RECORD LIST:
^^^^^^^^

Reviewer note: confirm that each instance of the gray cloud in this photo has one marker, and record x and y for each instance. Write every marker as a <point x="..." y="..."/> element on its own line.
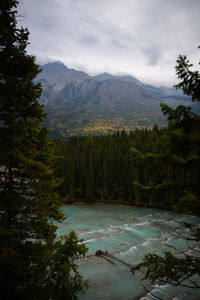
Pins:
<point x="143" y="37"/>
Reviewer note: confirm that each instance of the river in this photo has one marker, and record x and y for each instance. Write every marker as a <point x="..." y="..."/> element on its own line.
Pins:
<point x="128" y="233"/>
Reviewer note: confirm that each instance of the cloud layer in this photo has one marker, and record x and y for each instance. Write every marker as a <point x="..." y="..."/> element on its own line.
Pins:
<point x="139" y="37"/>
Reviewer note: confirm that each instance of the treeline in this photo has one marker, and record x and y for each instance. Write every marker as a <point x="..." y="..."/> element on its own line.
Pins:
<point x="158" y="167"/>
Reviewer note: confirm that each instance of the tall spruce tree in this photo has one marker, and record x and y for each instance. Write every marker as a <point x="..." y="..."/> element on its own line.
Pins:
<point x="34" y="264"/>
<point x="182" y="268"/>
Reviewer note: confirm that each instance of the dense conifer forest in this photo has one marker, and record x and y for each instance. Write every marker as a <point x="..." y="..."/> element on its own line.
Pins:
<point x="157" y="168"/>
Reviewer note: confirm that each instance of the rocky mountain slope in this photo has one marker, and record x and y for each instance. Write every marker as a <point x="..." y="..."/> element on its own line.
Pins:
<point x="77" y="103"/>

^^^^^^^^

WRITTEN PROBLEM:
Please format the rows above, from the line containing "Reviewer note: confirm that each instance of the rocky" through the last line of the rows, inclusive, as a numbered list with blank lines left out.

ANSWER TO THE TASK:
1. Reviewer note: confirm that each instance of the rocky mountain slope in this photo has one marker, and record x and y for each instance. Write every marker as a <point x="..." y="..."/> element on its own line.
2. Pins:
3. <point x="77" y="103"/>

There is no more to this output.